(EXERCISE PROMPT)
Repeat every one of the following records word for word.

(AVAILABLE RECORDS)

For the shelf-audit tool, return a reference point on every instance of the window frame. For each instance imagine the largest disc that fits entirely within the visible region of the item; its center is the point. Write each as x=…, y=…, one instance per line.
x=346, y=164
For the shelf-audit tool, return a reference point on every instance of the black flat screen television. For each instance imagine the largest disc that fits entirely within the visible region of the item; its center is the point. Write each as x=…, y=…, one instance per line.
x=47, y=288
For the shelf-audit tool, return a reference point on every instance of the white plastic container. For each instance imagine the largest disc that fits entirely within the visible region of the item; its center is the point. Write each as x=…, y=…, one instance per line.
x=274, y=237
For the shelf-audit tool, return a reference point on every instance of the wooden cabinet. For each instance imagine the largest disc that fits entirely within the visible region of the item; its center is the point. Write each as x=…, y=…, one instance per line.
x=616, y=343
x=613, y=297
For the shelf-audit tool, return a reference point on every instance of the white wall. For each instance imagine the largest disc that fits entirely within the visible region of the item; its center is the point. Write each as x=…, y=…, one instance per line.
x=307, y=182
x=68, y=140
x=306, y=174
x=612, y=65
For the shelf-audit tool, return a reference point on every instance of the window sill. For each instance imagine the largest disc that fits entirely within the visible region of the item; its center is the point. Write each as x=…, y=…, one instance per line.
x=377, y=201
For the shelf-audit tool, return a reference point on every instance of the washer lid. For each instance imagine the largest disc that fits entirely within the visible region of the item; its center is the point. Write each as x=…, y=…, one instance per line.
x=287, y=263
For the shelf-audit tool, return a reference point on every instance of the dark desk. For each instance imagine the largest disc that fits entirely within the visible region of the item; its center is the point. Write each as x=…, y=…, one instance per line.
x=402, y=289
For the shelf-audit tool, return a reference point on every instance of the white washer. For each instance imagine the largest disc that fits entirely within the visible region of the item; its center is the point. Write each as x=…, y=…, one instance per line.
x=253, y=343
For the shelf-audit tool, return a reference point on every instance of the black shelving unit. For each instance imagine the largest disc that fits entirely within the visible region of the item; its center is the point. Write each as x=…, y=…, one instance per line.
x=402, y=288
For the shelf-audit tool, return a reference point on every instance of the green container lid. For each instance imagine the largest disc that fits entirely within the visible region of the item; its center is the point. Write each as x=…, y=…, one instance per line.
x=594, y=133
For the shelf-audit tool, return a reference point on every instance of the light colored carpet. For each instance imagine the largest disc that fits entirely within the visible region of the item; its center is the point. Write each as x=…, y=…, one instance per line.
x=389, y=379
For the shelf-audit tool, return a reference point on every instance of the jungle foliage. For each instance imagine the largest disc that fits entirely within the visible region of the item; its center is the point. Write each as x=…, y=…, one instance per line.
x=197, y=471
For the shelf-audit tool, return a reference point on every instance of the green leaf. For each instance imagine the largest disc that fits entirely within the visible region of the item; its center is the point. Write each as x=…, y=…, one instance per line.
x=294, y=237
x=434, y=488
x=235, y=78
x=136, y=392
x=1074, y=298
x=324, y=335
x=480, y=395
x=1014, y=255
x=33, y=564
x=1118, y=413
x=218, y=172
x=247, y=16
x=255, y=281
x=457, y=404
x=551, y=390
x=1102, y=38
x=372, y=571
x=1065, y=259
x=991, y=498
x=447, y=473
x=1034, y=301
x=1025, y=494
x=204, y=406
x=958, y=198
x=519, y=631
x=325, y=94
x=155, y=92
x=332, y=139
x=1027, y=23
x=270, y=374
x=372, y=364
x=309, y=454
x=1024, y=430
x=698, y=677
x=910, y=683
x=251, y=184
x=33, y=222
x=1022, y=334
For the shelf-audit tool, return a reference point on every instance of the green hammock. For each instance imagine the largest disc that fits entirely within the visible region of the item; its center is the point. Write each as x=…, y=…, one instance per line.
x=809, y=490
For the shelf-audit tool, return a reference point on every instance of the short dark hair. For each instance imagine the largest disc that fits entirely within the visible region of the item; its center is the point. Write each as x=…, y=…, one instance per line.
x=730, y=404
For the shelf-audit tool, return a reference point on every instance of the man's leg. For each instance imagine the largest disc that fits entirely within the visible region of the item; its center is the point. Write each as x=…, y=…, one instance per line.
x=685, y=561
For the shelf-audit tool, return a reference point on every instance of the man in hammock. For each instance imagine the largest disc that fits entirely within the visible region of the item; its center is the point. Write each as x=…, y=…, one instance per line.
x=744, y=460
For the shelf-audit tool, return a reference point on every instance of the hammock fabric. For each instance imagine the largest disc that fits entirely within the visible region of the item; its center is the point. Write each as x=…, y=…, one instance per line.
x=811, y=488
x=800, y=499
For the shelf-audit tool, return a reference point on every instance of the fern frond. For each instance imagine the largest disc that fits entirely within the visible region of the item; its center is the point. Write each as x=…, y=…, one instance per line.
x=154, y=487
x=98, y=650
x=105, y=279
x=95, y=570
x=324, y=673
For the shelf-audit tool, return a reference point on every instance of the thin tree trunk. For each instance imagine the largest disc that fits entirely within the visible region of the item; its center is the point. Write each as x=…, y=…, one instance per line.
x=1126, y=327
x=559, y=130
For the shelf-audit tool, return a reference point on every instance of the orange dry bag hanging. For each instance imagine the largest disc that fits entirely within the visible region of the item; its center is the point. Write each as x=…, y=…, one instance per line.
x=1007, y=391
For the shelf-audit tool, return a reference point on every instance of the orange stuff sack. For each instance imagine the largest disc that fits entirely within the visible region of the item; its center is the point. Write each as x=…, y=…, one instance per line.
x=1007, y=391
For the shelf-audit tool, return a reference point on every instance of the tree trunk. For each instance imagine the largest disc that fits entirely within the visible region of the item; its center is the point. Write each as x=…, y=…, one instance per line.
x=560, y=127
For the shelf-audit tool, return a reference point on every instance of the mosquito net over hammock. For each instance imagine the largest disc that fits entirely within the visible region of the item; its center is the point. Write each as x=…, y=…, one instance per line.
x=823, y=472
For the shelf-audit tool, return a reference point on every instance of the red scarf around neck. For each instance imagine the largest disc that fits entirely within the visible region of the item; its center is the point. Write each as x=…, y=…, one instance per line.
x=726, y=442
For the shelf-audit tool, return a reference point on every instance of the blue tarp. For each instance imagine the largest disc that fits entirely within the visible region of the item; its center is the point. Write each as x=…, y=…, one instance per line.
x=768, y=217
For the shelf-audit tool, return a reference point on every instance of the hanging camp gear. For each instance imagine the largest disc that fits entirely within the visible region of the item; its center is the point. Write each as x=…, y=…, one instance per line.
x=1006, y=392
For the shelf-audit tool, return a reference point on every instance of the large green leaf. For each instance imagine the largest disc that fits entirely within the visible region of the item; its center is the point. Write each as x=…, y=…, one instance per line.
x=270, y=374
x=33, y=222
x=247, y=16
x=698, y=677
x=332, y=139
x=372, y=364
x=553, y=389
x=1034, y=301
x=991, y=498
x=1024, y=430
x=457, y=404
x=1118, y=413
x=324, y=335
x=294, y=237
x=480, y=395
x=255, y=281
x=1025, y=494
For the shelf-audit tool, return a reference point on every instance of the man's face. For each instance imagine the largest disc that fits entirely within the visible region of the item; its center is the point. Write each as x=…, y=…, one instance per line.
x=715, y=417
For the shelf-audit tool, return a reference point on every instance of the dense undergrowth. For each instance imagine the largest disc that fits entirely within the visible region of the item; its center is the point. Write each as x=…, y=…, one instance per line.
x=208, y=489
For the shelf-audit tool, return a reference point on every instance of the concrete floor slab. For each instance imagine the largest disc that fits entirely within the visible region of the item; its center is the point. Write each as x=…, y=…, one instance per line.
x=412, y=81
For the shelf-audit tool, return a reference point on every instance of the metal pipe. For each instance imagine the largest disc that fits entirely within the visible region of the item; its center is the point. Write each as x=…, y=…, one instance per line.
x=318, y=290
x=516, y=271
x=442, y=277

(OUTPUT OF THE TASK)
For the shelf-audit tool, return a reference point on every instance of the window frame. For each instance imagine the largest disc that fits entirely within the visible region of the item; its center is the point. Write each as x=…, y=…, one instance per line.
x=346, y=164
For the shelf-audit tool, return a reference point on every instance of the black flat screen television. For each instance imagine the largest disc that fits entirely within the visible region of the item; its center is the point. Write each as x=…, y=…, one instance per line.
x=47, y=288
For the shelf-audit tool, return a reference point on every instance of the white plastic container. For each instance imagine the largest disc that fits entirely within the visible region of the item; its center is the point. Write each as x=…, y=…, one instance per line.
x=274, y=237
For the shelf-audit tool, return a reference point on every instance of the wooden cabinet. For each instance imagine the largest disc that fits entirely within the visible region of the item; its center is the point. Write each as x=…, y=…, one instance per line.
x=616, y=343
x=613, y=297
For the shelf-audit tool, return a reference point on every instance of the white wall. For each instance imagine the largest disc that fits entirely within the visible region of the item; its center is the point. Write each as x=…, y=…, one instance per line.
x=307, y=182
x=68, y=140
x=306, y=174
x=612, y=65
For the shelf-audit tool, return a reference point on every instance of the window sill. For each instance imagine the largest disc that fits entirely within the visible region of the item; its center is the point. Write each as x=…, y=…, one instance per line.
x=377, y=201
For the shelf-audit tool, return a reference point on every instance of the washer lid. For each instance imagine the largest disc that fits entirely within the visible region of the item; its center is the point. Write each as x=…, y=…, one instance per line.
x=287, y=263
For the shelf-audit tool, return a reference point on every instance of the dark desk. For each instance imagine the largest disc that fits entirely within the visible region of the item; its center is the point. Write each as x=…, y=…, one instance per line.
x=402, y=289
For the shelf-audit tool, return a reference point on every instance of the white washer. For each instance imagine the largest disc that fits entirely within the visible region of the item; its center is the point. Write each as x=…, y=…, one instance per line.
x=253, y=343
For the shelf-audit tool, return a reference point on every instance of the black shelving unit. For each instance imagine the largest disc that fits entirely within the visible region of the item; its center is the point. Write each as x=…, y=…, one instance per line.
x=402, y=288
For the shelf-audit tool, return a reference point on every instance of the green container lid. For each instance imagine the largest disc that fits entirely within the visible region of the item; its center is the point. Write each as x=…, y=…, one instance per line.
x=594, y=133
For the shelf-audit tool, return a reference point on every instance of the light colored carpet. For each instance imagine the largest disc that fits entirely within the visible region of the item; its center is the point. Write each as x=…, y=…, one instance per line.
x=389, y=379
For the shelf-audit tool, return a reference point on every instance of the jungle foliage. For each instance imagine the largest disc that fits entirely within the visible region of the item; its center is the point. Write each as x=…, y=…, one instance per line.
x=197, y=471
For the shelf-audit tool, return a reference point on every instance of the green leaf. For each instance imagine the largest disc that fits entirely within the visible region of the item; its center is the point. Write each as x=…, y=…, one instance per line.
x=294, y=237
x=434, y=488
x=235, y=78
x=136, y=392
x=1074, y=298
x=324, y=335
x=480, y=395
x=1014, y=255
x=33, y=564
x=1118, y=413
x=218, y=172
x=247, y=16
x=255, y=281
x=457, y=404
x=551, y=390
x=1102, y=38
x=372, y=571
x=1065, y=259
x=991, y=498
x=447, y=473
x=1034, y=301
x=1025, y=494
x=204, y=406
x=958, y=198
x=519, y=631
x=325, y=94
x=155, y=92
x=332, y=139
x=1027, y=23
x=270, y=374
x=372, y=364
x=309, y=454
x=1024, y=430
x=698, y=677
x=910, y=683
x=251, y=184
x=33, y=222
x=1022, y=334
For the shelf-audit tool, return a reference point on every instance of the green hammock. For each instance imagine the largest disc that fits entirely within the visible region of the item; its center is the point. Write each as x=…, y=…, one instance per line.
x=809, y=490
For the shelf-audit tool, return a reference point on every instance of the short dark hair. For each instance imagine the largest disc that fits entirely within the visible region of the item; its center is the point. Write each as x=…, y=…, one instance per line.
x=730, y=404
For the shelf-audit tool, return a reference point on every instance of the man's leg. For each instance imagine the largest disc that fits entirely within the visible region of the item; its center is the point. Write each as x=…, y=…, one instance per line.
x=685, y=561
For the shelf-audit tool, return a reference point on every instance of the man in hammock. For each instance imagine the largest disc that fits entirely within the visible region of the item; its center is the point. Write each as x=…, y=…, one instance per line.
x=744, y=460
For the shelf-audit tool, return a reference point on every instance of the hammock fabric. For each instance imagine the largest disc that fits entirely within the visible region of the item; its center is the point. Write each as x=…, y=…, one instance per line.
x=811, y=488
x=800, y=499
For the shelf-audit tool, return a reference point on every instance of the fern frond. For each instance imagine the largest disc that fits entirely within the visible region of the item; its center is the point. Write each as x=…, y=…, one instance per line.
x=154, y=487
x=98, y=650
x=105, y=279
x=95, y=570
x=324, y=673
For the shelf-audit tool, return a reference point on every instance of the thin tree trunk. For each instance imagine the largest disc that fits entirely within the visible region of the item; its center is the point. Write each as x=…, y=…, one instance per line.
x=1126, y=327
x=559, y=130
For the shelf-audit tool, return a reference point on every instance of the orange dry bag hanging. For each instance imagine the largest disc that fits entirely within the visible region of the item; its center is the point. Write each as x=…, y=…, one instance per line.
x=1007, y=391
For the shelf-audit tool, return a reference point on every instance of the orange stuff sack. For each instance imagine the largest disc that fits entirely within the visible region of the item; its center is the point. Write each as x=…, y=…, one instance per line.
x=1007, y=391
For the shelf-audit tool, return a reference point on every instance of the tree trunk. For each instance imagine the largest disc that fits entirely within the visible region of the item; its center is the point. Write each as x=…, y=…, one instance per line.
x=560, y=127
For the shelf-audit tool, return a reference point on every instance of the mosquito net over hammock. For each instance imagine the largest disc that fits entirely within the visible region of the item; its center is the point. Write each as x=…, y=…, one instance per line.
x=823, y=472
For the shelf-audit tool, return a reference point on every instance of the red scarf around neck. For each instance imagine the largest disc that fits entirely within the visible region of the item; its center is the point. Write each as x=…, y=…, one instance per line.
x=726, y=442
For the shelf-audit tool, return a reference point on every instance of the blue tarp. For each instance imagine the largest disc that fits entirely within the visible region of the item; its center is the point. Write each as x=…, y=…, one instance per line.
x=768, y=217
For the shelf-audit tool, return a reference point on every instance of the hanging camp gear. For each instance imagine the largest disc that fits entirely within the visible region of the item; its center is the point. Write each as x=…, y=…, one instance per line.
x=1006, y=392
For the shelf-audit tool, return a reference point on every instance of the large green leaf. For each instance imagine the largest disc that fits entirely within the visible region of the item; its center is the point. Write each as x=…, y=…, one instance per line.
x=270, y=374
x=33, y=222
x=247, y=16
x=698, y=677
x=332, y=139
x=372, y=364
x=553, y=389
x=1034, y=301
x=991, y=498
x=1024, y=430
x=457, y=404
x=1118, y=413
x=324, y=335
x=294, y=237
x=480, y=395
x=255, y=281
x=1025, y=494
For the shelf-audit tool, return a reference point on every instance of the man's face. For each instance imagine the largest disc that fits entirely within the visible region of the item; its center is the point. Write each as x=…, y=…, one instance per line.
x=715, y=417
For the shelf-audit tool, return a reference point on every instance of the dense undergrowth. For each instance imagine the largest disc that fits entirely within the visible region of the item; its center is the point. Write each as x=…, y=…, one instance per line.
x=208, y=489
For the shelf-audit tool, return a reference point on every instance of the concrete floor slab. For each instance imagine the largest disc that fits entirely within the visible region of the item; its center is the point. Write each as x=…, y=…, one instance per line.
x=412, y=81
For the shelf-audit tool, return a reference point on every instance of the metal pipe. For each instance imagine the largest disc that fits entirely within the visible region of the item; its center is the point. Write each as x=…, y=…, one instance per line.
x=318, y=290
x=516, y=271
x=442, y=277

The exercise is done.